Por Ángel Bermúdez – BBC Brasil
Muitas coisas poderiam ter dado errado quando, em novembro de 2001, um navio enferrujado de 300 metros de comprimento e 50 mil toneladas entrou no estreito de Bósforo puxado por 11 rebocadores.
O conhecido estreito de Istambul é uma das rotas marítimas mais importantes do mundo, servindo de conexão entre a Europa e a Ásia. Em média, 130 navios passam por ele todos os dias, cerca de 48 mil por ano.
É um trecho difícil de navegar, com um formato em S que desenha curvas fechadas. Em alguns pontos, uma distância de apenas 700 metros separa as duas margens, o que aumenta as chances de um acidente.
Foi por causa dessa dificuldade que as autoridades turcas levaram mais de 15 meses para autorizar a passagem do Varyag, um porta-aviões soviético que estava sendo construído quando a Guerra Fria terminou.

※

TAREFA A REALIZAR: Por favor, reescreva o trecho do texto sobre o estreito de Bósforo de "O conhecido estreito" até "de um acidente.", inclusive, atualizando "rotas marítimas" para "vias marítimas".

DADOS REGISTRADOS:
※

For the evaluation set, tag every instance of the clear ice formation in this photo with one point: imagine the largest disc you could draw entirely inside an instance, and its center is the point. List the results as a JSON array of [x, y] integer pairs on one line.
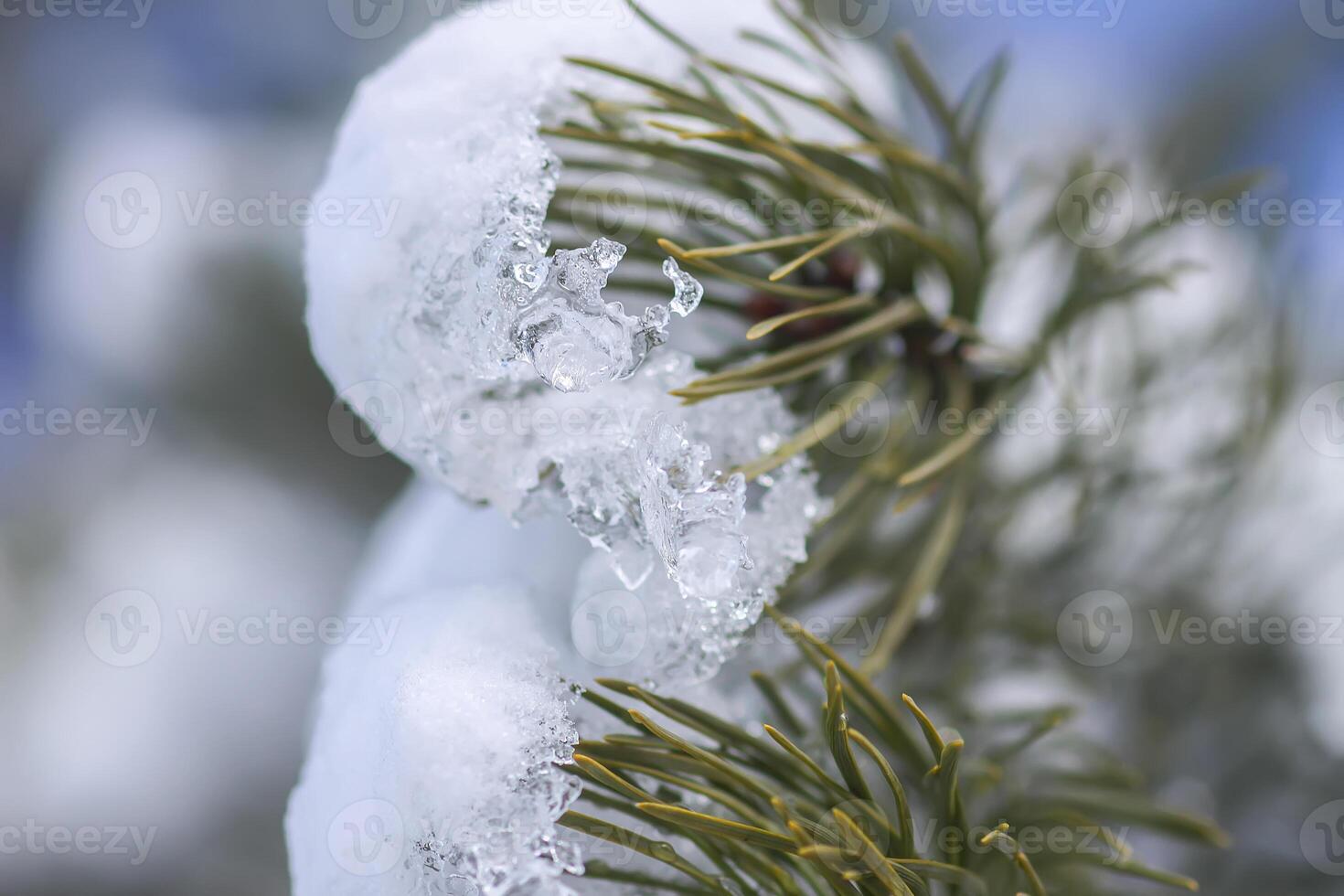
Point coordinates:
[[507, 375], [515, 380]]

※

SOLUÇÃO:
O conhecido estreito de Istambul é uma das vias marítimas mais importantes do mundo, servindo de conexão entre a Europa e a Ásia. Em média, 130 navios passam por ele todos os dias, cerca de 48 mil por ano.
É um trecho difícil de navegar, com um formato em S que desenha curvas fechadas. Em alguns pontos, uma distância de apenas 700 metros separa as duas margens, o que aumenta as chances de um acidente.